START Material shown

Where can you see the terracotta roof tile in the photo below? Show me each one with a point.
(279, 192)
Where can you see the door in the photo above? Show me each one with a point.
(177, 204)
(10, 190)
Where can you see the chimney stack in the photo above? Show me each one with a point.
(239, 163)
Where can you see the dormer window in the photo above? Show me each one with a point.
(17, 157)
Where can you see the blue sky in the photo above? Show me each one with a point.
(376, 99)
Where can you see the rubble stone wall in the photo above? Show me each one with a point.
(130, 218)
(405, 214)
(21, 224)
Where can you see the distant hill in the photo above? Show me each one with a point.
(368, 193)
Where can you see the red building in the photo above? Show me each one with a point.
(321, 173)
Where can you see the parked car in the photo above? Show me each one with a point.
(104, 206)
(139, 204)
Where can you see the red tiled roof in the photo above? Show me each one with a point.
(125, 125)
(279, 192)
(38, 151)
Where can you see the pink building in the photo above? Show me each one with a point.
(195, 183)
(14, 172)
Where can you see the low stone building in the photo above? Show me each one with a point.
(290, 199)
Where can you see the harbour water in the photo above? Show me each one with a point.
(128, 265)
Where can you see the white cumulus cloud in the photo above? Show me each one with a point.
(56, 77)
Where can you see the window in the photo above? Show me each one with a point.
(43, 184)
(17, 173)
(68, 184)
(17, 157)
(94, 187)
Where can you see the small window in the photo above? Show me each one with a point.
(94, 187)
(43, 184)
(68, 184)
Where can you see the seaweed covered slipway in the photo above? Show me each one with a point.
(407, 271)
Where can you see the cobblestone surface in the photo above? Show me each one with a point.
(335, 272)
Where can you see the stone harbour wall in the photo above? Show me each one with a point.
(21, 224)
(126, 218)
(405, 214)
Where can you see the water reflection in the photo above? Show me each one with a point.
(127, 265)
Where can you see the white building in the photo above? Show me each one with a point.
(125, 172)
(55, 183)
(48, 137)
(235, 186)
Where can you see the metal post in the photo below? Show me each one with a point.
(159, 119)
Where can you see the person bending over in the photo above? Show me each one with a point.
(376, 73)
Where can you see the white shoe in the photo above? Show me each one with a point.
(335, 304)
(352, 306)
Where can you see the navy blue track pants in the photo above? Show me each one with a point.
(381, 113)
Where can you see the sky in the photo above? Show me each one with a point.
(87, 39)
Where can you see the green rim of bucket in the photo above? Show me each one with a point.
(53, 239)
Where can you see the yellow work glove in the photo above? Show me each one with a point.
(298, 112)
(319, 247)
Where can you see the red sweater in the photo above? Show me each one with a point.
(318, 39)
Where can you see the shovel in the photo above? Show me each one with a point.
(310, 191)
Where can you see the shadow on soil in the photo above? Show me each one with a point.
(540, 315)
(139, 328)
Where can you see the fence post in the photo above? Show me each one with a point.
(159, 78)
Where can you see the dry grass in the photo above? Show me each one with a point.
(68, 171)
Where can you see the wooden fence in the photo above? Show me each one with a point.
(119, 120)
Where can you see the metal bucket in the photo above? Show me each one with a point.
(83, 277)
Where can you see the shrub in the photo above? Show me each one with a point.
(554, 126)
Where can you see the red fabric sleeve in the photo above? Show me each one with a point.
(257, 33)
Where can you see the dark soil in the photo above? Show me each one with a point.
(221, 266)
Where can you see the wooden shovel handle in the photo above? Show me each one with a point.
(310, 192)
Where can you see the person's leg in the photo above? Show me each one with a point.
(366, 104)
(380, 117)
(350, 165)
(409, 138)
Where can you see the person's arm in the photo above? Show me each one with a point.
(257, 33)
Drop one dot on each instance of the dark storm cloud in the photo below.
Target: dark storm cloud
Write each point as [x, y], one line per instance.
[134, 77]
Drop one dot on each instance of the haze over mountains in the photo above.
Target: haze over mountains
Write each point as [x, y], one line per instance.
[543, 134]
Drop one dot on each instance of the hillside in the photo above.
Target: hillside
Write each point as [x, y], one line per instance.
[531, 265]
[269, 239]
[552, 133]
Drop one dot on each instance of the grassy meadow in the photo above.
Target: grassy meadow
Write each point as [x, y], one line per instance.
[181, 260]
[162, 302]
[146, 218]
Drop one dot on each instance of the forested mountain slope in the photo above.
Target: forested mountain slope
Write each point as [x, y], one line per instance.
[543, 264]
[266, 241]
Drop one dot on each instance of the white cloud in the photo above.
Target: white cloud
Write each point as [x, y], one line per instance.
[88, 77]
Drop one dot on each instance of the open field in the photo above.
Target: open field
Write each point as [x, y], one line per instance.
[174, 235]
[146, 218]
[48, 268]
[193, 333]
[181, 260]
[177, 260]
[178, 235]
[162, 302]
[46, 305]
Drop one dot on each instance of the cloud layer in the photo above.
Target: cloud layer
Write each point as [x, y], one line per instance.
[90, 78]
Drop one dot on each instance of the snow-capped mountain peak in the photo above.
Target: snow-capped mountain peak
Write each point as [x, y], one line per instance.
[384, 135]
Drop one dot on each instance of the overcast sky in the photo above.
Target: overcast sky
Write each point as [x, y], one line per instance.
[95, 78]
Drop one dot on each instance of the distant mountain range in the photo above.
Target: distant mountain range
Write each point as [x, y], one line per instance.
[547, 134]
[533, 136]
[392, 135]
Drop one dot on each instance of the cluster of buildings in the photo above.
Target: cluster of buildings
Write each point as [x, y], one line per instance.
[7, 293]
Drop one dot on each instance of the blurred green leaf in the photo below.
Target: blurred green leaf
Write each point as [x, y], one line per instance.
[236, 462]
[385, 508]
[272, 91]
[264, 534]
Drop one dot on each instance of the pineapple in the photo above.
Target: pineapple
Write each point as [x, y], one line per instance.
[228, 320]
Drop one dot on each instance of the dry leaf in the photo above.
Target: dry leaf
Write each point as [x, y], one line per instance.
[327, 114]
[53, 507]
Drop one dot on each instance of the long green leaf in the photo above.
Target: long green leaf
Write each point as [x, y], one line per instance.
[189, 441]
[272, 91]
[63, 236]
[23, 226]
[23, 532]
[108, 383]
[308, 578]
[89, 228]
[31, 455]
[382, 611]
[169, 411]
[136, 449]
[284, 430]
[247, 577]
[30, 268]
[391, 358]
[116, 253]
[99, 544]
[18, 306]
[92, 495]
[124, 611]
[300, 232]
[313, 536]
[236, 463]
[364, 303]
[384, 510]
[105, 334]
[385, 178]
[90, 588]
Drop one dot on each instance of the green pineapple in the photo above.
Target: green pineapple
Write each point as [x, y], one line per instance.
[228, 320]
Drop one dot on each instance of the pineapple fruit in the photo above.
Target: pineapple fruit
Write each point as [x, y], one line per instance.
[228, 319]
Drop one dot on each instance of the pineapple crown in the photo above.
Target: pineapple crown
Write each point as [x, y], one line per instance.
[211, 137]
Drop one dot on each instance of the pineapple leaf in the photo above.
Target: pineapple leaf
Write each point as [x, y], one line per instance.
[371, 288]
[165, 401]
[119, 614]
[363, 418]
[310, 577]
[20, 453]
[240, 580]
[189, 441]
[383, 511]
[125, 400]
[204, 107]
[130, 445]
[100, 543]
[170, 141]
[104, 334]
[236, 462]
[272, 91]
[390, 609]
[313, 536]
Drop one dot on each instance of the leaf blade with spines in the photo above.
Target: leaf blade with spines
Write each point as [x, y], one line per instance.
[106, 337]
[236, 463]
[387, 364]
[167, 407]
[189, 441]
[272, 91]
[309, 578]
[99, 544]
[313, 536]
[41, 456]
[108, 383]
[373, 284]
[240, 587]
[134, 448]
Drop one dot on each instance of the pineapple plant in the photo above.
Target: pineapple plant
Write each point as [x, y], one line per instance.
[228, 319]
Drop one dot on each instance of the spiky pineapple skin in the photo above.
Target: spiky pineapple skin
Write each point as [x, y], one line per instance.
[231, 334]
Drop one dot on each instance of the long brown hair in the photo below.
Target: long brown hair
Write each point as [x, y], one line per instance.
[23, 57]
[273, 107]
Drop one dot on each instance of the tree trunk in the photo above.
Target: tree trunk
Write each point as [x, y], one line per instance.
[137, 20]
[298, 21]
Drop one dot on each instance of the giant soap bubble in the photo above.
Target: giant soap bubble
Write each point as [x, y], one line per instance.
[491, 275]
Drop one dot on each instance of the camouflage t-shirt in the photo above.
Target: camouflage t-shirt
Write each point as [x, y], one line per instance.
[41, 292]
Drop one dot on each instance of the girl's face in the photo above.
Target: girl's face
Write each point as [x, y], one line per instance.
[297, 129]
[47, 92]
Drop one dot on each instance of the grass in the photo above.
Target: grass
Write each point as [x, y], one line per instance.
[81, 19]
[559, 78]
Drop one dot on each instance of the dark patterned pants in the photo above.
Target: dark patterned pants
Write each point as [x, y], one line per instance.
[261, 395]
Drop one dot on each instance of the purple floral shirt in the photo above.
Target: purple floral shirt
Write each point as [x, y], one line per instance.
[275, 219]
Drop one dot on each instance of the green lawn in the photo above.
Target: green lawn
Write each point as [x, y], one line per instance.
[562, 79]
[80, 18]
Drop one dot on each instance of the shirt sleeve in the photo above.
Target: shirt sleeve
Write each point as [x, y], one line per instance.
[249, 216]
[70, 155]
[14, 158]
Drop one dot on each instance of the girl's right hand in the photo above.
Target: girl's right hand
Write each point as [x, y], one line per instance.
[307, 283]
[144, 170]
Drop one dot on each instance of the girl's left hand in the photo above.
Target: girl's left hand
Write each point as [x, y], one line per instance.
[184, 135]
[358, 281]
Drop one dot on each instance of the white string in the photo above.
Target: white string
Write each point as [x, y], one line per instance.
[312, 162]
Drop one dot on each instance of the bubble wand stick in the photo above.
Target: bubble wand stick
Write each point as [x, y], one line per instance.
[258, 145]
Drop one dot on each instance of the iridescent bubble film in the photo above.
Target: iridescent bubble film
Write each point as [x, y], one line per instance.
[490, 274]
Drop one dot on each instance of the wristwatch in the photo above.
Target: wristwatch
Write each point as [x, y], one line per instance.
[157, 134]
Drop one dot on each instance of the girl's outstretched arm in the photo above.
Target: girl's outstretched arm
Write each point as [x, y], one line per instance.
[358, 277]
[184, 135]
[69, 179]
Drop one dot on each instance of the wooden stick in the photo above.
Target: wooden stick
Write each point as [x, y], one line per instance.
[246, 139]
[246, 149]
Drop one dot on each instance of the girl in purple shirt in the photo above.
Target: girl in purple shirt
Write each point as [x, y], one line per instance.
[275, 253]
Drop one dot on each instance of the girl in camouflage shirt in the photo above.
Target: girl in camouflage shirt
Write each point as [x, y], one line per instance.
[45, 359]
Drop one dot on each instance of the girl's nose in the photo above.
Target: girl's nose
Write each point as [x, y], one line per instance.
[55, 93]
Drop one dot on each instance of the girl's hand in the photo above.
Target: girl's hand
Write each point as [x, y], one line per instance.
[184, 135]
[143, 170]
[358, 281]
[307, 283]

END Material shown

* What you will do *
Show the lines from the data above that contain the string "skin".

* Solution to this task *
Drop one dot on each instance of the spiky pineapple skin in the photo above.
Target: spiky pineapple skin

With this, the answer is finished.